- EXCERPT:
6 October 2016
KIT Campus Nord
Europe/Berlin timezone

Towards Information Infrastructures in DFG Collaborative Research Centres

6 Oct 2016, 10:00
30m
FTU Aula (KIT Campus Nord)

FTU Aula

KIT Campus Nord

Speakers

Dr Rainer Stotzka (KIT)Mr Richard Grunzke (TU Dresden)

Description

In this slot we present two new SFBs: Collaborative Research Centre "Volition and Cognitive Control": Data Management, Workflow Optimization and Science Gateway Richard Grunzke The overarching aim of the Collaborative Research Centre (CRC) is to elucidate cognitive and neural mechanisms underlying adaptive volitional control as well as impaired control in selected mental disorders. Researchers of the CRC collect a wide variety of data such as MRI-images, EEG, genetic, or behavioral data from participants in various research projects. Due to the increasing number of participants, multimodal assessment, improved imaging technologies as well as new research projects the amount of CRC data stored in diverse files is steadily increasing. The INF project will design and build a system that manages the data including metadata, enables its analysis using HPC resources, enables data sharing, and integrates with the existing science gateway. ---------------------------- Collaborative Research Center “Episteme in Motion”: Data and Analysis Infrastructure Danah Tonne, Rainer Stotzka The Collaborative Research Center “Episteme in Motion” is dedicated to the examination of processes of knowledge change in European and in non-European pre-modern cultures. The INF project of the CRC develops methods and practices for the digital exploitation and visualization of epistemic changes within long-term processes of transmission of premodern corpuses. It uses travelling manuscripts, codices, prints, albums and library inventories as examples of systemic transfer processes. The aim is to build a repository for the digital data objects and their metadata useful for the specific purposes of all the projects of the CRC. By cooperating closely with the project “Manuscripts in Motion: Tools for Documenting, Analysing and Visualising the Dynamics of Textual Topographies" we test forms of cooperation between the humanities and applied computer science. Given that a cooperation between three institutions is going to be established, the INF project will serve as a pilot for DARIAH-DE for the implementation of complex institutional cooperation.

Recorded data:

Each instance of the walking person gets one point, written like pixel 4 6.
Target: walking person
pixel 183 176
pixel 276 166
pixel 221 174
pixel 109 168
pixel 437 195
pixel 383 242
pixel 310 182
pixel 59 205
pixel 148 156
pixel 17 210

- WHAT IS BEING ASKED:
Translate this sentence from the session listing into Spanish: "It uses travelling manuscripts, codices, prints, albums and library inventories as examples of systemic transfer processes." The entries have no connection to the session listing.

- RESULT BELOW:
Utiliza manuscritos viajeros, códices, impresos, álbumes e inventarios de bibliotecas como ejemplos de procesos sistémicos de transferencia.